## [Input data]
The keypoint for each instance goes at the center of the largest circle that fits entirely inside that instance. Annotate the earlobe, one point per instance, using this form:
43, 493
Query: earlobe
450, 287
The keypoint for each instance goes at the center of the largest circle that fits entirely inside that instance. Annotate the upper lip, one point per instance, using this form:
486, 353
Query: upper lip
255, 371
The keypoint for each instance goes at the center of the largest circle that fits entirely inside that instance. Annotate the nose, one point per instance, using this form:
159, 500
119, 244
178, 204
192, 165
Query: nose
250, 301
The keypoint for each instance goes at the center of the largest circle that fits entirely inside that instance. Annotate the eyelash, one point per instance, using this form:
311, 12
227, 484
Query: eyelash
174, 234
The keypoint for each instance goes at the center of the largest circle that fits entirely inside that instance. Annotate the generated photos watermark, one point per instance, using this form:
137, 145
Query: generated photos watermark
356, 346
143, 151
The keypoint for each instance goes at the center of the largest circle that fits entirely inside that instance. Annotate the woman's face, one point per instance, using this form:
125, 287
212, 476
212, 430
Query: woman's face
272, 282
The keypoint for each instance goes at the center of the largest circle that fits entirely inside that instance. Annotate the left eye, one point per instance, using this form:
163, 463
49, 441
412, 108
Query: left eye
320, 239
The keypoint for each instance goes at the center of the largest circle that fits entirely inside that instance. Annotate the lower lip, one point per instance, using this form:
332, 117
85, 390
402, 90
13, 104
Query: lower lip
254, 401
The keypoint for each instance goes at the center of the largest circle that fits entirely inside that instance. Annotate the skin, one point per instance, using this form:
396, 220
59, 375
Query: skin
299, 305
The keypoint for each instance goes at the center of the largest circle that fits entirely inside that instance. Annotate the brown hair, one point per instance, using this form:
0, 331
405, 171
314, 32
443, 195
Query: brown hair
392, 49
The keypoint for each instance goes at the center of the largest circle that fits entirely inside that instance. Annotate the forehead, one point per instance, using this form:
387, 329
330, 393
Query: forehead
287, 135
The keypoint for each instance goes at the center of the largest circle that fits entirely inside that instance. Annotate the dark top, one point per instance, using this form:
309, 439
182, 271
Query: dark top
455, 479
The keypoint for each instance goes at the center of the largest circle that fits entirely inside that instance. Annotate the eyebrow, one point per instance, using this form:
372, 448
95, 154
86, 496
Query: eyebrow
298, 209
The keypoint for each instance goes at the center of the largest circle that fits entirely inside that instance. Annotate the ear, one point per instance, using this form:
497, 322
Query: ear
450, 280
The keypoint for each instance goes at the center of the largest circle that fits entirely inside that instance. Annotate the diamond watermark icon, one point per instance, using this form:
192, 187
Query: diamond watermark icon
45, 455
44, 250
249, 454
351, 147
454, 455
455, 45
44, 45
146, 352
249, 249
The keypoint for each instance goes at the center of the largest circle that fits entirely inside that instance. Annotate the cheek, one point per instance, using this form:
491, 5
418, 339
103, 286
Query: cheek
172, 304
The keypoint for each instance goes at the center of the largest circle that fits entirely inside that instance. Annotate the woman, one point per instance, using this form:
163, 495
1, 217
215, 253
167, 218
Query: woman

## [Task directions]
Extract all of the material exactly as it is written.

## [Response to the exercise]
The keypoint for each instance goes at the center of the largest circle that fits entirely inside that instance. Annotate the earlobe, one point per instance, using this form:
43, 493
Query: earlobe
450, 287
The keypoint for each instance goes at the center of the largest circle that fits entirely inside that instance. Annotate the upper lip, one point per instance, using this form:
486, 353
Query: upper lip
255, 371
The keypoint for each instance goes at the center of the largest circle that fits entirely inside that instance. Annotate the nose, one point per instance, using this form:
159, 500
119, 244
178, 204
192, 165
Query: nose
250, 301
The keypoint for each instance goes at the center of the largest circle that fits entirely inside that instance. Annotate the eyelash, one point per instance, using this form:
311, 12
227, 484
Query: eyelash
174, 234
The keypoint for each instance goes at the center of the largest circle that fits entirely inside that instance. Annotate the generated photos watermark, one point per instance, using this form:
137, 145
Query: generated photos watermark
356, 346
143, 151
The keypoint for each instance goes at the center of the largest circle that fits entirely inside that instance. Annotate the woman's face, one point per instance, using this form:
125, 287
212, 476
212, 430
Query: woman's face
272, 282
The keypoint for each instance goes at the center of the largest circle that fits entirely inside that instance. Annotate the left eye, one point per instance, using this form:
163, 463
49, 441
412, 108
Query: left eye
320, 239
The keypoint for each instance goes at the center of the largest circle that fits entirely inside that instance. Annotate the lower lip, one point per instance, using this form:
332, 117
85, 390
402, 90
13, 104
Query: lower lip
254, 401
The keypoint for each instance goes at the center of the largest circle that fits entirely inside that instance. Annotate the skin, one point per instance, using this form:
396, 220
59, 375
Query: skin
299, 305
The keypoint for each instance goes at the center of the largest circle that fits entirely inside that instance. Annotate the brown hair, one point per instance, using this form:
0, 331
405, 171
314, 32
443, 195
Query: brown hair
392, 49
The keypoint for each instance goes at the center of the largest circle that fits entirely inside that instance. Annotate the forehead, one point per instance, using this form:
387, 329
330, 393
Query: forehead
287, 135
The keypoint for each instance goes at the center of the largest circle that fits entirely inside that instance. Annotate the dark top, one point per instance, using this form:
309, 439
182, 271
Query: dark top
455, 479
The keypoint for each instance goes at the center of the largest circle that fits entirely inside that instance. Annotate the eyebrow, one point per instance, using this form:
372, 448
95, 154
86, 496
Query: eyebrow
298, 209
The keypoint for each instance goes at the center of the largest circle that fits entirely inside that instance. Annotate the ear, one point per instance, using this form:
497, 322
Query: ear
450, 280
The keypoint for each instance goes at the center of the largest circle that fits entirely inside that instance. Annotate the diamond watermark icon, one point per instance, using this form:
192, 187
Query: diamond watermark icon
45, 455
44, 250
249, 454
351, 147
454, 455
455, 45
44, 45
146, 352
249, 249
The keypoint for each instance goes at the center of the largest circle that fits entirely inside that instance. Annotate the cheek, one point per instance, using this form:
491, 5
418, 339
103, 286
Query: cheek
172, 304
The keypoint for each instance goes at the center of the largest circle that fits entirely inside that instance. Annotate the woman, one point per instance, using this form:
163, 495
1, 217
215, 253
167, 218
Query: woman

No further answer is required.